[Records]
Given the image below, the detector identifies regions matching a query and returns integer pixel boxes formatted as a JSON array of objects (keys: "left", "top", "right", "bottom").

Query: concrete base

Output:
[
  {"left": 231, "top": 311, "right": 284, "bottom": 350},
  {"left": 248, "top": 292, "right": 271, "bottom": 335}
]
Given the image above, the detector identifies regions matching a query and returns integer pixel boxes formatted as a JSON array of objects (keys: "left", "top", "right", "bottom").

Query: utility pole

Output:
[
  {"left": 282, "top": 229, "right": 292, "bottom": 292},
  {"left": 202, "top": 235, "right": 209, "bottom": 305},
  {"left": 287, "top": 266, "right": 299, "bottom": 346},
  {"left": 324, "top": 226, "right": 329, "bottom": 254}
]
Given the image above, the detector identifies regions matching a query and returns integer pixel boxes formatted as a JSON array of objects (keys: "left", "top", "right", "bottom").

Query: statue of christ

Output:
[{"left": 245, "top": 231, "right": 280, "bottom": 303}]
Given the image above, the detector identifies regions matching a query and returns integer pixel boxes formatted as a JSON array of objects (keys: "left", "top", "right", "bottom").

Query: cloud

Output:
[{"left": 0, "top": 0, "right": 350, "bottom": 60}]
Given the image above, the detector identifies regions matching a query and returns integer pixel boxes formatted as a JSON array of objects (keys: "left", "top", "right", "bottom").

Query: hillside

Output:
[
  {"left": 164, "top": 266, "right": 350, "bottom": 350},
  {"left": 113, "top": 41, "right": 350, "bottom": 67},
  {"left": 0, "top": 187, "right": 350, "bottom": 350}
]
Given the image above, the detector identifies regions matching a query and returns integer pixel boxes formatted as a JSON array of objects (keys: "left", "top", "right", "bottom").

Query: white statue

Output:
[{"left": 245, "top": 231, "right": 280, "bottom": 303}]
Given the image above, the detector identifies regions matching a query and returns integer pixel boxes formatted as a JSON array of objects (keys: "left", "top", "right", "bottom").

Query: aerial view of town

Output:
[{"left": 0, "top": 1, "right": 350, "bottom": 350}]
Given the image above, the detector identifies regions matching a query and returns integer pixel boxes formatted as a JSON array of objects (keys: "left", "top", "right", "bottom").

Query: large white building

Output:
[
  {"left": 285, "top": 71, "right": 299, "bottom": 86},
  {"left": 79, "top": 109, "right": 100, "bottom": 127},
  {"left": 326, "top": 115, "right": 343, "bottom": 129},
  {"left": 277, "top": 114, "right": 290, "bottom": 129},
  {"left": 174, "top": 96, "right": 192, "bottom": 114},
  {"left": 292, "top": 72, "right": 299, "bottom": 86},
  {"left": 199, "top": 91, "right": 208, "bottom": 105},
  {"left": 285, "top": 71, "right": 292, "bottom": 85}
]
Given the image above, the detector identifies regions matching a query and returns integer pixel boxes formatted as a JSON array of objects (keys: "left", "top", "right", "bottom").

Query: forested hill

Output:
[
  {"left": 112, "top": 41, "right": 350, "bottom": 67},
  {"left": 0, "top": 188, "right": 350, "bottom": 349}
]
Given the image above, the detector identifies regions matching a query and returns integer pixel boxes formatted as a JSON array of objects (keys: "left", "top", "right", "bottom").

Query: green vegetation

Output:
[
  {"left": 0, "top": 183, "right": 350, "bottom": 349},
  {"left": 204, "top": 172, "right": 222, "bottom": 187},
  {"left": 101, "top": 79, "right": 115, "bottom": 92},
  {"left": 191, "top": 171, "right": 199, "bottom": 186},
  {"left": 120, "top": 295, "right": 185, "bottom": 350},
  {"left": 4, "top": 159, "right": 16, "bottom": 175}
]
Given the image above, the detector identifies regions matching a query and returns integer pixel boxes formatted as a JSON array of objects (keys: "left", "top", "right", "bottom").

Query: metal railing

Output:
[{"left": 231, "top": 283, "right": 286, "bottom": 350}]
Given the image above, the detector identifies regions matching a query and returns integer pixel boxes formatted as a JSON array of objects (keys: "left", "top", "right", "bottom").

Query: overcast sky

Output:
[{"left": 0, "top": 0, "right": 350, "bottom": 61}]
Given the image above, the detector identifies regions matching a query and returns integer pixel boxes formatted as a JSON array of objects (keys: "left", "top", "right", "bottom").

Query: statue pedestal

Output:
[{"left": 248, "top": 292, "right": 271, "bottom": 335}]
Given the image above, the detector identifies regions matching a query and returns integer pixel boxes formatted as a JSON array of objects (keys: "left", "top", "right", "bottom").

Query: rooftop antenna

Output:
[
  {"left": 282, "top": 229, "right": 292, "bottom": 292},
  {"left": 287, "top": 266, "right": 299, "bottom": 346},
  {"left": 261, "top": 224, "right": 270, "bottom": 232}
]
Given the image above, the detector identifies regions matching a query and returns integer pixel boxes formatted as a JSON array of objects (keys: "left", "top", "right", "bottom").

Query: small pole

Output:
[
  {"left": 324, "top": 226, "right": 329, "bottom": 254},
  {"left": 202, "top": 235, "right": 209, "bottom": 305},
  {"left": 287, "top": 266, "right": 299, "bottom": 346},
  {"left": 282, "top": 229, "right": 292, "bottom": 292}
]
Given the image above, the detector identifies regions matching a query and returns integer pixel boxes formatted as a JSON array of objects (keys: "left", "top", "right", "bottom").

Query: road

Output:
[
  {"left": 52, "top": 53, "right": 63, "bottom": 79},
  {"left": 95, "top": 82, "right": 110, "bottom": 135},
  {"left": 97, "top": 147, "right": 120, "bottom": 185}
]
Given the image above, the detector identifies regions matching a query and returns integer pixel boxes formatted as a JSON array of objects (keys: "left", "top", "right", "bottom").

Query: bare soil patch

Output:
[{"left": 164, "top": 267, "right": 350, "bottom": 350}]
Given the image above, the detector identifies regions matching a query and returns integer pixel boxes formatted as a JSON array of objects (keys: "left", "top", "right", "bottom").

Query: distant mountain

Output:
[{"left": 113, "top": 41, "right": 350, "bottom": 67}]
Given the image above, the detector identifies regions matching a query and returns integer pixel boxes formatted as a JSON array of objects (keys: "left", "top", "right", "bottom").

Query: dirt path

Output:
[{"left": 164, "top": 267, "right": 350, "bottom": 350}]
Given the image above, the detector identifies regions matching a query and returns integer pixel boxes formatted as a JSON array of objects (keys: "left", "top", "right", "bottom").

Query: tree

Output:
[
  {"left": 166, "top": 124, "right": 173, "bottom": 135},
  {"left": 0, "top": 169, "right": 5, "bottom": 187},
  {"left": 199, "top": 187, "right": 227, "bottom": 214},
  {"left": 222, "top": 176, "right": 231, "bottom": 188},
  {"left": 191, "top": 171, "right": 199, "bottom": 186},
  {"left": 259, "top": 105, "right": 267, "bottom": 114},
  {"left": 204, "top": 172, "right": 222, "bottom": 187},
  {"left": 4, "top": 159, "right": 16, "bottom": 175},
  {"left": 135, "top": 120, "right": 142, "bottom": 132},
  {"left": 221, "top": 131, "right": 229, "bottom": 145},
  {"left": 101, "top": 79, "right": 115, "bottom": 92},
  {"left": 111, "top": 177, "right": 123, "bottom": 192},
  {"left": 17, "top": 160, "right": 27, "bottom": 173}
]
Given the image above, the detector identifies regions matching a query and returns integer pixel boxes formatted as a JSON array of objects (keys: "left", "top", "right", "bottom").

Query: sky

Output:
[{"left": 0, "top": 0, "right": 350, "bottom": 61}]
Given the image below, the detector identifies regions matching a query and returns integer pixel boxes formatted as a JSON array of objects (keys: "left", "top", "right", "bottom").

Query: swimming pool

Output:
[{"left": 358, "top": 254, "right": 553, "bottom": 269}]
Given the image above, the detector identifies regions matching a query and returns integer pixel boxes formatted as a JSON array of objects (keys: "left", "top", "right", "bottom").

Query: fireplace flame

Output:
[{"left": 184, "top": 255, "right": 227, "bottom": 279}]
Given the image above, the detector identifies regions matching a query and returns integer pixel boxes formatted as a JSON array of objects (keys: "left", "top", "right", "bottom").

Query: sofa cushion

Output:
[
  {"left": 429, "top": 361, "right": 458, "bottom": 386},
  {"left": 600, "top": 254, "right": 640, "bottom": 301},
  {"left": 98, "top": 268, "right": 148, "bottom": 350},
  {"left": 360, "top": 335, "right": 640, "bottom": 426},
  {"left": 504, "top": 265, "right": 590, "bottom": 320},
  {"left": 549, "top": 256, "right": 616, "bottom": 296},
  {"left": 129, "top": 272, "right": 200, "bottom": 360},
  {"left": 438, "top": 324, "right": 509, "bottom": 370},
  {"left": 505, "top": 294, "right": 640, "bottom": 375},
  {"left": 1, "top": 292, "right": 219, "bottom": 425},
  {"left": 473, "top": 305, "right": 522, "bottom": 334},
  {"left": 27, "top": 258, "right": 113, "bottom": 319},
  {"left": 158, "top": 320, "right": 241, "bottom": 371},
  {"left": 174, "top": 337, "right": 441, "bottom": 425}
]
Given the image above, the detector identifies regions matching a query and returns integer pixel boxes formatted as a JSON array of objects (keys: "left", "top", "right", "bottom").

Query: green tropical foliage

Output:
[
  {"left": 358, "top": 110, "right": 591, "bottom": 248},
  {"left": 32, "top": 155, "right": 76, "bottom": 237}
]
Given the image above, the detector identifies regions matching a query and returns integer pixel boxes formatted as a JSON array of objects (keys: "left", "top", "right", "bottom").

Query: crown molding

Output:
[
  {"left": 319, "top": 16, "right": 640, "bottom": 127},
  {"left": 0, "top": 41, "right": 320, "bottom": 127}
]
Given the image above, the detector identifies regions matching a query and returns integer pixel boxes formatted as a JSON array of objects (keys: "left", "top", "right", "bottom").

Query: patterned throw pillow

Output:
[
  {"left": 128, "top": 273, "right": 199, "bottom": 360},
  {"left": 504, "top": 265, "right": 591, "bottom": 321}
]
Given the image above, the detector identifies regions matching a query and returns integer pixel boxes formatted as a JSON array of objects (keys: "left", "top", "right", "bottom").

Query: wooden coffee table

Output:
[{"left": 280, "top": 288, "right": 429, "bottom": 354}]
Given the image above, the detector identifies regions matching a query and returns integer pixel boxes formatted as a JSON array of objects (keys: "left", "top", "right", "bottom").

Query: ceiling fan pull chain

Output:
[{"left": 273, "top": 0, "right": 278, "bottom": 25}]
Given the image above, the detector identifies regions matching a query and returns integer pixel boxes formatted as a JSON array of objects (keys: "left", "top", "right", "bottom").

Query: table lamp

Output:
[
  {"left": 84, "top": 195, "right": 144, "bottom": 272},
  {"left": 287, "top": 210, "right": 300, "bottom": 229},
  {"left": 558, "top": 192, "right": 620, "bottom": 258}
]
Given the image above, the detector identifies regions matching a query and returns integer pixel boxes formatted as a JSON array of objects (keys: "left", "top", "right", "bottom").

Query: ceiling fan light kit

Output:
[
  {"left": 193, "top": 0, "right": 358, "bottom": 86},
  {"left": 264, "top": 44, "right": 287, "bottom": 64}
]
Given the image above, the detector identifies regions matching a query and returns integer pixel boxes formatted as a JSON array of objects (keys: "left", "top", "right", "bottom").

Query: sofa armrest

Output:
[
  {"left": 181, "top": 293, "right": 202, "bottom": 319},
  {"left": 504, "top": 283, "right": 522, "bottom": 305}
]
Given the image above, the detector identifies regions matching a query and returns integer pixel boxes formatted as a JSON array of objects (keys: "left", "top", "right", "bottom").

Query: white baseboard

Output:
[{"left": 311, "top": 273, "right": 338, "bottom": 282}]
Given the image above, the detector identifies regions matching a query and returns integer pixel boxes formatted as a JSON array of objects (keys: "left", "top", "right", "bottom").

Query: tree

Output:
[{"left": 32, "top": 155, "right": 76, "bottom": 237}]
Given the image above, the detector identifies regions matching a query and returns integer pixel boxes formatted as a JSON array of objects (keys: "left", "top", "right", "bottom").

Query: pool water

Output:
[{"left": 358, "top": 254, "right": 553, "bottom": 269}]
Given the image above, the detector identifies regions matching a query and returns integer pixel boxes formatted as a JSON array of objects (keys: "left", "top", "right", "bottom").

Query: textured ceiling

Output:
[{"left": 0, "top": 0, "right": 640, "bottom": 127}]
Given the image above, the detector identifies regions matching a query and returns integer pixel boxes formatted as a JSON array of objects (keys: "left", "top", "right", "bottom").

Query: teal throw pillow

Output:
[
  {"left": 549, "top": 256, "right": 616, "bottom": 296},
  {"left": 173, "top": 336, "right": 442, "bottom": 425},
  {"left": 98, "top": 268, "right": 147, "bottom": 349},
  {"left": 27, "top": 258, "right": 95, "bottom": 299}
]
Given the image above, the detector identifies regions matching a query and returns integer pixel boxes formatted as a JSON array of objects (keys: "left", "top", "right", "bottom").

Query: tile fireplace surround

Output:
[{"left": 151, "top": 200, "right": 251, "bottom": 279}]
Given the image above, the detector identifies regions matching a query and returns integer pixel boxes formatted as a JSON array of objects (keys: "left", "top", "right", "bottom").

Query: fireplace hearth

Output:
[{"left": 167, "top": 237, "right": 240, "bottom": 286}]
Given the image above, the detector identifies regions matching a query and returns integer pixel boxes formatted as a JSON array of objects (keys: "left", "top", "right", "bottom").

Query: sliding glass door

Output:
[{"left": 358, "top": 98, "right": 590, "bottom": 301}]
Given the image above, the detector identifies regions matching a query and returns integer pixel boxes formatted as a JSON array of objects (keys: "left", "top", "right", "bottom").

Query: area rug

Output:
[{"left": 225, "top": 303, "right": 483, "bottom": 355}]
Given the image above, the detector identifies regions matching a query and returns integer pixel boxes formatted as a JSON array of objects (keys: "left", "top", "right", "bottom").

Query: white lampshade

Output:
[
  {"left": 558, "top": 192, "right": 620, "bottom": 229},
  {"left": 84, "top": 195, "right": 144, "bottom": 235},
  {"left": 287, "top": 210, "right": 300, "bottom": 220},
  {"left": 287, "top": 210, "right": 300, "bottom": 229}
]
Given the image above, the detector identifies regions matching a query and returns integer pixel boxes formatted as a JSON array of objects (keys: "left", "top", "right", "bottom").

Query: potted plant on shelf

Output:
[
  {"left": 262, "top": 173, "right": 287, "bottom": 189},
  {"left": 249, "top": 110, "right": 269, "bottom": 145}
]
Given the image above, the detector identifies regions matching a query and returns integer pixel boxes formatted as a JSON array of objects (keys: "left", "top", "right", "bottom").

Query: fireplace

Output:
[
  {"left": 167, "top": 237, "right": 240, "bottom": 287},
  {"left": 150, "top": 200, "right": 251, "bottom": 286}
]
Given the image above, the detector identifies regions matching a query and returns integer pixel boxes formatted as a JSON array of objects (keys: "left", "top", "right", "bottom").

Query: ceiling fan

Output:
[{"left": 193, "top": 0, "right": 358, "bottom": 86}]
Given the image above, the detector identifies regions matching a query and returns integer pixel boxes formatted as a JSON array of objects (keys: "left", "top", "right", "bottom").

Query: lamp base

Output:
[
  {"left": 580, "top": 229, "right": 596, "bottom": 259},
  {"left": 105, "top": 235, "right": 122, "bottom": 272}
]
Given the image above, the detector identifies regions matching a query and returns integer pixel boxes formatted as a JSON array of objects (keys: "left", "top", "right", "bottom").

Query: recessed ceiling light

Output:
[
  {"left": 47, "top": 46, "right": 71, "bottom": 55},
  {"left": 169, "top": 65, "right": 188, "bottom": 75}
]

● DIRECTION:
From the listing above, filter out and copy every line that contains the word "table". Matching is case-sensitive.

● RESPONSE TO THIS EXERCISE:
Query: wooden coffee table
Query: table lamp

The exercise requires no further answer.